**DIRECTIONS:**
Turn every line of the material below into a JSON array of strings, one string per line, and leave out any blank lines.
===== SUPPLIED INFORMATION =====
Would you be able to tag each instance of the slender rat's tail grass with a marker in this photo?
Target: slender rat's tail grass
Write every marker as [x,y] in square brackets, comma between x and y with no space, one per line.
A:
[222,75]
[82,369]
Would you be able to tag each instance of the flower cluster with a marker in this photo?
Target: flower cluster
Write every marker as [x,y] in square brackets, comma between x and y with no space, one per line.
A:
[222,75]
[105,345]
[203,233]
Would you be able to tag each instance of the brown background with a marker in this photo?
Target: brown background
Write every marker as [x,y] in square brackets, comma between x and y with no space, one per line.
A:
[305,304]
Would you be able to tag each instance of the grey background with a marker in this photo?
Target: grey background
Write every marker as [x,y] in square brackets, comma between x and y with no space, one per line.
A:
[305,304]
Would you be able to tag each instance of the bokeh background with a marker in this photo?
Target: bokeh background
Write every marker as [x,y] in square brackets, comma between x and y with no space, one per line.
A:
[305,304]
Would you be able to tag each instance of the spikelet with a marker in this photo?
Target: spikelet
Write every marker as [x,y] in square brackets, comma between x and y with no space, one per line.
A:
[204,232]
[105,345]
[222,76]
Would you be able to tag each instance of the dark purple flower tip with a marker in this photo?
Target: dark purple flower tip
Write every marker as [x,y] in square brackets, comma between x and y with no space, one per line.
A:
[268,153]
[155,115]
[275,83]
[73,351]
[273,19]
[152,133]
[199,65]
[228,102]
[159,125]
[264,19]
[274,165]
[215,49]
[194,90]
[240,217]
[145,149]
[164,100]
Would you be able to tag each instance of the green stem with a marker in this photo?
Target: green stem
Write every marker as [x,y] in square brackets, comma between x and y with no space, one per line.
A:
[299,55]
=====
**EXERCISE RESPONSE:**
[
  "Would you be able to tag each instance of the slender rat's tail grass with a marker in this photo?",
  "Target: slender rat's tail grass",
  "Write every marker as [x,y] in square brackets, comma between x and y with no space, one per line.",
  "A:",
  "[222,75]",
  "[82,369]",
  "Would you be able to tag each instance of the flower cluster with a marker in this photo?",
  "Target: flower cluster",
  "Write every marker as [x,y] in square brackets, comma between x and y with no space, one per line.",
  "A:",
  "[222,75]",
  "[105,345]",
  "[203,233]",
  "Would you be able to tag each instance of the brown background with a marker in this photo?",
  "Target: brown background",
  "Write every marker as [x,y] in square brackets, comma between x and y with no space, one per line.",
  "A:",
  "[305,304]",
  "Would you be able to tag each instance of the grey background with a marker in this photo?",
  "Target: grey background",
  "Write every marker as [x,y] in square brackets, comma between x and y with no space, one per line.",
  "A:",
  "[305,304]",
  "Would you be able to tag each instance of the bokeh background with a marker in this photo?",
  "Target: bokeh background",
  "Write every marker as [x,y] in square brackets, comma between x and y with no space, one per line.",
  "A:",
  "[305,304]",
  "Would you be able to tag each instance of the spikelet with a marker in this photo?",
  "Target: spikelet",
  "Write every marker as [x,y] in square brackets, comma between x and y with no space, one per line.",
  "A:",
  "[204,232]",
  "[105,345]",
  "[222,76]",
  "Would you be able to tag each instance of the dark purple flower tip with a marker in this photo?",
  "Target: dark purple flower tip",
  "Write every marker as [x,y] in square brackets, comma between x and y with no space, one per line.",
  "A:",
  "[268,153]",
  "[155,115]",
  "[275,83]",
  "[73,351]",
  "[273,19]",
  "[152,133]",
  "[199,65]",
  "[228,102]",
  "[159,125]",
  "[264,19]",
  "[274,165]",
  "[215,49]",
  "[194,90]",
  "[240,217]",
  "[145,149]",
  "[164,100]",
  "Would you be able to tag each instance of the green stem with a marker in this photo?",
  "Target: green stem",
  "Write every marker as [x,y] in square brackets, comma between x and y with no space, one per line.",
  "A:",
  "[299,55]"
]